_DIRECTIONS FOR THIS TASK_
Format the listing below as a numbered list, starting with the line that contains "Target = dark hair" and going on through the line that contains "[(187, 203), (223, 206)]", both included. Leave out any blank lines.

[Stored items]
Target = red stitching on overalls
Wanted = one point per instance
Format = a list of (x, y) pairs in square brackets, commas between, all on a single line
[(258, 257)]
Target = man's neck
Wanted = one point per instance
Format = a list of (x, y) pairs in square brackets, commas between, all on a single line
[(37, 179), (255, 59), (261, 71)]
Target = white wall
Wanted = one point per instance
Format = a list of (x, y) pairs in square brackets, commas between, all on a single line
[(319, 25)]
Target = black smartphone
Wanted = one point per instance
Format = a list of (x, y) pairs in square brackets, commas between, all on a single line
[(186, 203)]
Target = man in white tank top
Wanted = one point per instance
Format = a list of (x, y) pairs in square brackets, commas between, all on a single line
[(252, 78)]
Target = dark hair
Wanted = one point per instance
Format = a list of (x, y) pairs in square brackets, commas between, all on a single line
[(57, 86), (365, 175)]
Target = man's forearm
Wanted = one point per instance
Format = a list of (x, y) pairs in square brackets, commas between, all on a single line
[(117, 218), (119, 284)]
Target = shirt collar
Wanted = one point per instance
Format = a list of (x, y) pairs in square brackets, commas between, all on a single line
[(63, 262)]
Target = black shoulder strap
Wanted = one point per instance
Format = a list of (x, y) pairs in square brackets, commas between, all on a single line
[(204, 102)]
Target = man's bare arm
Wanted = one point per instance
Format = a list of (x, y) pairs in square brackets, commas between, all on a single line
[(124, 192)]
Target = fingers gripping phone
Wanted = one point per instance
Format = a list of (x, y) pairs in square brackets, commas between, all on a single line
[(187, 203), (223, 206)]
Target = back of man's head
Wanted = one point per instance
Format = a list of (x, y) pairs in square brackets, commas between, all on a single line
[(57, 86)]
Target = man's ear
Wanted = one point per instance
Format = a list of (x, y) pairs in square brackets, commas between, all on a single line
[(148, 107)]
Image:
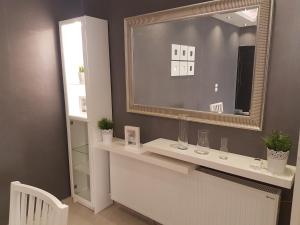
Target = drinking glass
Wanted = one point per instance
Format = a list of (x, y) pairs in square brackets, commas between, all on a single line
[(224, 144), (203, 138), (183, 132), (202, 142)]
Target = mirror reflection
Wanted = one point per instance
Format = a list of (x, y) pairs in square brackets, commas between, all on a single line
[(203, 63)]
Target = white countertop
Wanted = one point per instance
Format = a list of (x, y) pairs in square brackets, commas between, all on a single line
[(118, 147), (235, 164)]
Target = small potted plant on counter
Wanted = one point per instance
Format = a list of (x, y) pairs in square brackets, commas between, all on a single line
[(278, 148), (106, 127)]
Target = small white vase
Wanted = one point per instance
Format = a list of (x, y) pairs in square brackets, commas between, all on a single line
[(277, 161), (107, 136)]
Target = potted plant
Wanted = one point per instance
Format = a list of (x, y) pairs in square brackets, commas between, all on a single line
[(81, 75), (106, 127), (278, 148)]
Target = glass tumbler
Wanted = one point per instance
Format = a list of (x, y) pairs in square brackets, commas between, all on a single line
[(202, 142), (183, 132)]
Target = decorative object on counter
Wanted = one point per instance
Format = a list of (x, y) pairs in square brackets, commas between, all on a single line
[(106, 127), (224, 148), (82, 104), (202, 142), (81, 75), (183, 132), (132, 136), (278, 148), (224, 144), (257, 164)]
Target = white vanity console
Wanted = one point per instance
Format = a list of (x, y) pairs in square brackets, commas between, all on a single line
[(176, 187)]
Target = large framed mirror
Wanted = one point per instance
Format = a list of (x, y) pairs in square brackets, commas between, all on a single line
[(208, 61)]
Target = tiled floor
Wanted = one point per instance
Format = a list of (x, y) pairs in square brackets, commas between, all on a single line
[(114, 215)]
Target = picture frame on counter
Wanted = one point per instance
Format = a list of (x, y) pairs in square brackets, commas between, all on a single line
[(132, 137)]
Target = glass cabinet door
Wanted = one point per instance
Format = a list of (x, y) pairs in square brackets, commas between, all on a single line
[(80, 159)]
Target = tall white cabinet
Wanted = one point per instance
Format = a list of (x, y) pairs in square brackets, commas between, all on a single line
[(87, 87)]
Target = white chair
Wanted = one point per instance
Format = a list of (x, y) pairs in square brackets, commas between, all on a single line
[(33, 206), (216, 107)]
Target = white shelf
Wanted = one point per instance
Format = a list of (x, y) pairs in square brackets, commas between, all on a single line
[(82, 168), (118, 147), (82, 118), (235, 164)]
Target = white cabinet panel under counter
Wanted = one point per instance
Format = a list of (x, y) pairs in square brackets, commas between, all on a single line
[(234, 164)]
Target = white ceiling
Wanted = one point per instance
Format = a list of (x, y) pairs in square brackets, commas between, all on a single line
[(242, 18)]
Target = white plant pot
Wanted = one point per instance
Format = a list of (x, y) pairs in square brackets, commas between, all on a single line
[(81, 78), (107, 136), (277, 161)]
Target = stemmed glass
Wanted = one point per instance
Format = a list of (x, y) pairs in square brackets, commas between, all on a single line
[(202, 142)]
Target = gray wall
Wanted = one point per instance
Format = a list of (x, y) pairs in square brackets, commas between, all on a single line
[(247, 36), (215, 41), (282, 111), (33, 144)]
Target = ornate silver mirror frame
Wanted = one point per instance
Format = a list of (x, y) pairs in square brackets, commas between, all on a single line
[(264, 29)]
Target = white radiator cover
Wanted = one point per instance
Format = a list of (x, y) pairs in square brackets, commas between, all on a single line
[(201, 198)]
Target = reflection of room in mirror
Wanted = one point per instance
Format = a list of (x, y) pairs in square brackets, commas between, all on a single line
[(227, 44), (183, 58)]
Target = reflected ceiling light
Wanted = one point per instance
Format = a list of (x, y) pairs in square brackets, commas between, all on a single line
[(249, 14)]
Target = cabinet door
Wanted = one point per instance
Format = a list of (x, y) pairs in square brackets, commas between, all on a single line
[(295, 218), (80, 159)]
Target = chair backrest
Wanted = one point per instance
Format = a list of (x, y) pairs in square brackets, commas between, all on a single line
[(217, 107), (33, 206)]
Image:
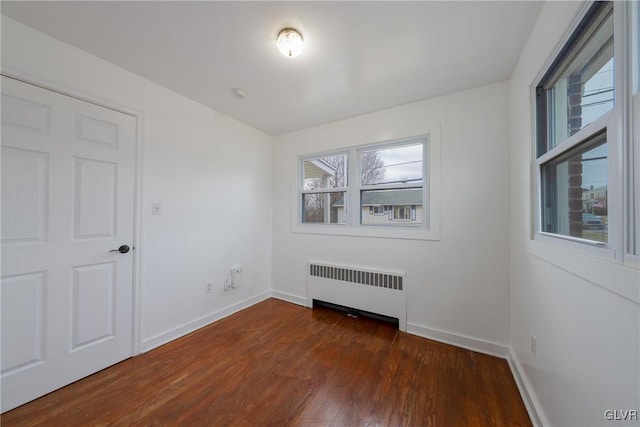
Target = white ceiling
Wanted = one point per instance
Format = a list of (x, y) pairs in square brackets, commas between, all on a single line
[(359, 56)]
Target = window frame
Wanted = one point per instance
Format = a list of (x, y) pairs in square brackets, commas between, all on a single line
[(360, 187), (430, 227), (329, 190), (622, 143)]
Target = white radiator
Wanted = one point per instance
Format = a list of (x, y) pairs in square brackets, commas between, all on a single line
[(375, 291)]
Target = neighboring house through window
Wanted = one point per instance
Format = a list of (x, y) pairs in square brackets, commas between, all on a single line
[(383, 185)]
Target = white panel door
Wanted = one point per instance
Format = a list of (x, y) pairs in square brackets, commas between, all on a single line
[(67, 201)]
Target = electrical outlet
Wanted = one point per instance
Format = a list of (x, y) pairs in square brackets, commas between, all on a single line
[(534, 345)]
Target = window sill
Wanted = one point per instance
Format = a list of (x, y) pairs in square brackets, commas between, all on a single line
[(591, 263), (385, 232)]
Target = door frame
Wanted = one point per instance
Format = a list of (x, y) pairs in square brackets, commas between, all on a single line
[(136, 321)]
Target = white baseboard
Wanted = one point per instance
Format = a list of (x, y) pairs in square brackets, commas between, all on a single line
[(526, 392), (474, 344), (172, 334), (295, 299)]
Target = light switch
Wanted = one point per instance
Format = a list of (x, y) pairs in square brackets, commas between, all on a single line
[(156, 208)]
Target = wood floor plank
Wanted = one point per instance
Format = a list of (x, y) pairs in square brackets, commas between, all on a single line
[(278, 364)]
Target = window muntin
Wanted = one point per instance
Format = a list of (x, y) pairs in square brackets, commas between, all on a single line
[(574, 100)]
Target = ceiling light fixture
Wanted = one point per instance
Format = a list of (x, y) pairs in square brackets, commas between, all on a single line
[(290, 42)]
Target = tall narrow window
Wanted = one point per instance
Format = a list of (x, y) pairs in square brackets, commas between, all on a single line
[(324, 184), (574, 100)]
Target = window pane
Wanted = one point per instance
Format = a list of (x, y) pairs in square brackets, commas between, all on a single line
[(325, 172), (324, 208), (392, 165), (391, 207), (582, 88), (575, 193)]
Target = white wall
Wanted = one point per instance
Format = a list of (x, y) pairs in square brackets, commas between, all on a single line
[(587, 337), (211, 174), (458, 285)]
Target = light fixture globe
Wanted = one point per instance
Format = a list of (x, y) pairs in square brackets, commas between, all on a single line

_SOLUTION TO THE PROBLEM_
1. Target = dark hair
2. Wanted = one point per instance
3. Format = a list of (x, y) pairs in square brackets, commas between, all on a single line
4. [(57, 86), (365, 175)]
5. Target = man's forearm
6. Wanted = one point per instance
7. Format = a list of (x, y) pairs in square brackets, commas between, all on a single line
8. [(117, 218), (119, 284)]
9. Target = shirt collar
10. Wanted = one point per instance
11. Format = a list of (x, y) pairs in square brackets, commas between, all on a single line
12. [(63, 262)]
13. Target = black shoulder strap
14. Wanted = one point per instance
15. Format = a list of (x, y) pairs in square brackets, commas between, all on a single line
16. [(204, 102)]
17. Target = man's bare arm
18. Wanted = one point per instance
19. Format = a list of (x, y) pairs in square brackets, commas between, all on a single line
20. [(124, 192)]
21. Target = fingers gripping phone
22. Wanted = one point per instance
23. Format = a list of (x, y) pairs in square brackets, commas between, all on a single line
24. [(187, 203), (223, 206)]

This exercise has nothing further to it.